**The task:**
Could you write out each of the records below exactly?
=-=-=-=-=
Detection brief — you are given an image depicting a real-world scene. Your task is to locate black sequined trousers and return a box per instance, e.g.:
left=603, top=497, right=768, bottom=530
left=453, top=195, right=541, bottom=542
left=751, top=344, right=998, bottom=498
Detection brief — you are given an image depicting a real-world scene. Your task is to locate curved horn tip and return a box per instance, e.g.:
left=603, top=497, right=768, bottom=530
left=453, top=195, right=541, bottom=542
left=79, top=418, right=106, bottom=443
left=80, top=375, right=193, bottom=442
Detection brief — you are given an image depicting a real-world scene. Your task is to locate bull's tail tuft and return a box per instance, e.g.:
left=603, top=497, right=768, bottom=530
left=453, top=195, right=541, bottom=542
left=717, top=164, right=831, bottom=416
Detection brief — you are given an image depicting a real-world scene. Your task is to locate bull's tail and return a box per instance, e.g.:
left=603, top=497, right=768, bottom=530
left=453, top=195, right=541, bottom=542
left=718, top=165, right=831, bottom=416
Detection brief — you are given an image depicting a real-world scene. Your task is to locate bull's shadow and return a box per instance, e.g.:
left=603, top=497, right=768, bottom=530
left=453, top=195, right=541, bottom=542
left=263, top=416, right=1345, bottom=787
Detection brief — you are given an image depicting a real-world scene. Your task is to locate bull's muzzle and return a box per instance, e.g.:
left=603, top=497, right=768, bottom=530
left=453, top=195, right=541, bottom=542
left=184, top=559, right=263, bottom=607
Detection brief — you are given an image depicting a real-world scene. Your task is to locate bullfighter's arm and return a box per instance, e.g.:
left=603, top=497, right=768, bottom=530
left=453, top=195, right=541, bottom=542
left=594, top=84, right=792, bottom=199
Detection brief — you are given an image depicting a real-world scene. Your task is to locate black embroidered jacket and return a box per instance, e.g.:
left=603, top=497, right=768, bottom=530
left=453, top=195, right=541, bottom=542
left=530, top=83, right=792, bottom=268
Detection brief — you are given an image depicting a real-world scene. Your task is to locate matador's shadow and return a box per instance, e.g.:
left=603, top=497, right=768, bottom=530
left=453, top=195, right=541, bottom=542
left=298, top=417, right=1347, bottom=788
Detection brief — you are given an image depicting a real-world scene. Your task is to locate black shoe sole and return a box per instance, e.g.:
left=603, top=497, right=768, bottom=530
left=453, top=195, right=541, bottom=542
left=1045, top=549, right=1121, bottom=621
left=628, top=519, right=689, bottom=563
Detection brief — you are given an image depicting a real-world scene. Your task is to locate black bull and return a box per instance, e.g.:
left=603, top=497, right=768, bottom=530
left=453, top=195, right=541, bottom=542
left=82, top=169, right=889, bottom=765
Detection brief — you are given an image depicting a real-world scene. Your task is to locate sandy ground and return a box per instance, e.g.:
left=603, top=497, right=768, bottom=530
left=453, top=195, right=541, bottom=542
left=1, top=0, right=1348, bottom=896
=-=-=-=-=
**Answer for the task:**
Detection brief — you are given an image depicting a real-world scene. Your task is to locate black sequined trousers and return a box per instance, e.g.:
left=603, top=497, right=768, bottom=530
left=453, top=195, right=541, bottom=542
left=751, top=344, right=998, bottom=498
Detection brief — you are given an image depicting a real-world scene. Your task is to locate curved horn tip and return a box per instance, e.g.:
left=603, top=497, right=768, bottom=530
left=453, top=195, right=541, bottom=542
left=79, top=418, right=106, bottom=443
left=80, top=375, right=193, bottom=442
Detection brief — you are given an image depicting a real-world scene. Your task is to locate bull's tail tuft and return a box per instance, e.g.:
left=603, top=497, right=768, bottom=530
left=453, top=195, right=541, bottom=542
left=717, top=164, right=831, bottom=416
Detection brief — you are given an image depicting a real-world scene. Your task is to locate bull's tail and return a box per instance, e.g.:
left=603, top=497, right=768, bottom=530
left=453, top=195, right=541, bottom=542
left=718, top=165, right=831, bottom=416
Detection brief — you are given an image depicting a real-world scene. Your task is to locate bull's shadow and return a box per instance, e.g.:
left=603, top=497, right=768, bottom=530
left=453, top=195, right=541, bottom=542
left=263, top=416, right=1345, bottom=787
Detection brief — you are given an image depicting a real-world scene. Your task is to locate bull's muzzle and return a box per instance, e.g.:
left=603, top=497, right=768, bottom=530
left=453, top=195, right=541, bottom=542
left=184, top=559, right=263, bottom=607
Detection brief — you are given an image depicting a real-world scene. Your task is to locate bullfighter's arm and return a box per instance, e.g.:
left=603, top=497, right=768, bottom=530
left=453, top=195, right=541, bottom=542
left=594, top=84, right=792, bottom=199
Detection brief — you are given an image depicting a real-world scene. Your task is to locate black embroidered jacket and return a box per instance, e.g.:
left=603, top=497, right=768, bottom=530
left=453, top=195, right=541, bottom=542
left=530, top=83, right=792, bottom=268
Detection brief — you are given an image depicting a real-world scene. Your task is to locate matador's shadow and return a box per instance, e.g.:
left=603, top=497, right=768, bottom=530
left=453, top=195, right=541, bottom=542
left=298, top=417, right=1347, bottom=788
Detection brief — you are given an image depicting a real-world scene. Your task is to locate black shoe sole and return a box per instance, e.g.:
left=603, top=497, right=768, bottom=530
left=453, top=195, right=541, bottom=542
left=1045, top=549, right=1121, bottom=621
left=628, top=519, right=689, bottom=563
Detection brief — you are given an image depicting a real-world scene. Your task is to locate black bull and return a box per instance, e.g.:
left=603, top=497, right=768, bottom=530
left=453, top=195, right=541, bottom=542
left=82, top=169, right=889, bottom=765
Detection brief — you are given an image depicting a real-world scene. Your task is to locate sandy ground and return a box per instance, e.g.:
left=603, top=497, right=768, bottom=530
left=453, top=195, right=541, bottom=542
left=1, top=0, right=1348, bottom=896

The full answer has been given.